> _WRITTEN REQUEST 1_
Reproduce the passage of the support troubleshooting post from "Tuesday, July 16, 2013" up to and including "- L3 or L4.".
> _WRITTEN REQUEST 2_
Write the next part of the blog post on support troubleshooting, picking up after its final sentence.

Tuesday, July 16, 2013

Troubleshooting Troubles! - Part 2

Basic troubleshooting and Automation

In the previous blog, we looked at some of the steps commonly followed during troubleshooting and also how even though the specifics are different the overall approach is similar.

While looking at finding solutions to enable support, we need to remember that all support problems cannot be treated the same way. If we look at support issues, they are typically broken down into different levels, depending on the complexity of the problem. Most organizations have 3 to 4 levels - L1 - L3 or L4.

  • Issues that get resolved at L1/L2 level - These form the majority of the support cases in almost all support organizations. While these issues have lower mean time to resolution (MTTR), the volume of issues makes this the majority of the time that support team spends on
  • Issues that get resolved at L2/L3 or L3/L4 levels (depending on how organizations have structured their team) - While these are fewer in number, the MTTR for such problems are a lot higher.

Both the issues above need a different way of handling. But before we discuss ways of solving this, one of the most important things to remember is that the support organization is always under tremendous pressure to resolve issues in the shortest time possible. A support engineer will always choose a method that helps him get the results in the shortest time and the fewest possible steps and hence a solution that does not meet those goals, will not succeed.
With the above premise, let's look at possible solutions to the two types of issues listed above. In this blog we can look at L1/L2 issues and continue the rest in the next blog. For L1/L2 type of issues, what if there was
  • A System that can process incoming device logs within seconds
  • A log vault that allows the support engineer to get access to the log in the shortest possible time
  • A search interface to quickly and easily search historical logs
  • An integrated file viewer and a file diff tool that can allow a support engineer to view log file of interest and see the changes in the file as compared to the previous files.
  • A rules and alert engine that can be configured to look for the most common problems (Known issue repository) and alert the support engineer when there are issues found
  • An interface that highlights all the known issue in a given log as soon as it is loaded into the system - using the Known issue repository
  • An interface to show related cases or known bugs - This would require integration into case and bug management system
  • An interface that shows that the current configuration of the system and changes in configuration of interest - Requires an interface to define what constitutes a configuration and which of those need to be tracked for change
  • Integration with case management system and RMA system, to automatically open cases for known issues
While the above list is neither comprehensive nor detailed, it does provide an overview of interfaces, systems, processes that can be put in place to make things easier for the L1/L2 support.

> _INFORMATION SUPPLIED_
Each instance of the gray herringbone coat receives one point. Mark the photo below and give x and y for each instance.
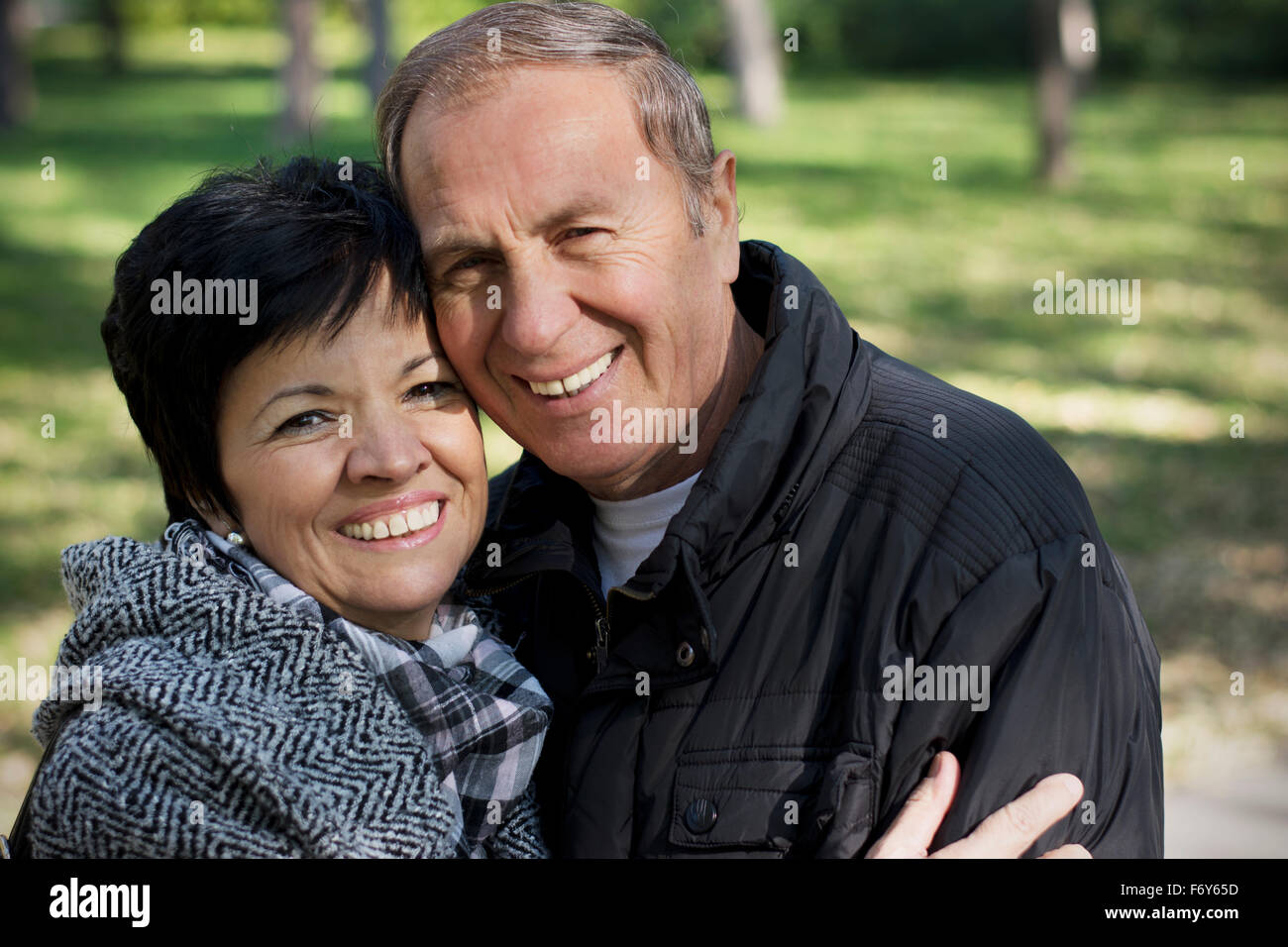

> _WRITTEN ANSWER 1_
Tuesday, July 16, 2013

Troubleshooting Troubles! - Part 2

Basic troubleshooting and Automation

In the previous blog, we looked at some of the steps commonly followed during troubleshooting and also how even though the specifics are different the overall approach is similar.

While looking at finding solutions to enable support, we need to remember that all support problems cannot be treated the same way. If we look at support issues, they are typically broken down into different levels, depending on the complexity of the problem. Most organizations have 3 to 4 levels - L1 - L3 or L4.

> _WRITTEN ANSWER 2_
In the next blog, we can continue this topic and look at systems and processes that can help L3/L4 type of issues

Wednesday, June 19, 2013

Troubleshooting troubles! - Part 1

Troubleshooting troubles!

This is a 4 part series focusing on the use case and possible solution for supporting support engineers.

The problem statement

Having done tech-support in the past and now talking to clients or prospects on supporting their support team, what sticks out always is how different the support process is from one company to another. The products being supported are different, the log for each device is different, what you look for in the logs are different and in general everything differs from one product's support team to another. Moreover, how one troubleshoots a problem is also very different even within the same product from one person to another. This brings an interesting question in the Machine data based support space - Is support automation even a possibility.

Support automation as one pre-defined workflow tool, which works for all support groups, can be complex to leaning towards impractical. While some aspects of the troubleshooting can be standardized, most part will be product specific or individualistic. What support needs are tools that can help make their troubleshooting tasks simpler and faster, tools that can be customized to every individual's needs and tools that can be programmed to bubble up all known issues and automate related support processes.

If one takes a step back and looks at troubleshooting as a process across product lines, many common things stand out, irrespective of the product being supported. For example,

·         One of the initial steps of troubleshooting is to look at those log files which have the error message
·         The support engineer might then want to check what happened before and after a particular error message in the log file that has the error message
·         The support engineer might want to see what happened in other files (which represent the other systems/processes of the product) during the time of error. The events surrounding an event of interest might throw light into what went wrong
·         The support engineer might also want to look at output of specific commands represented by different sections in the log file. These sections could represent the configuration of the device or the state of the system as a whole or specific parts of the system
·         More often than not, a problem is due to a change in the system's configuration. The support engineer would want to know what changed and when?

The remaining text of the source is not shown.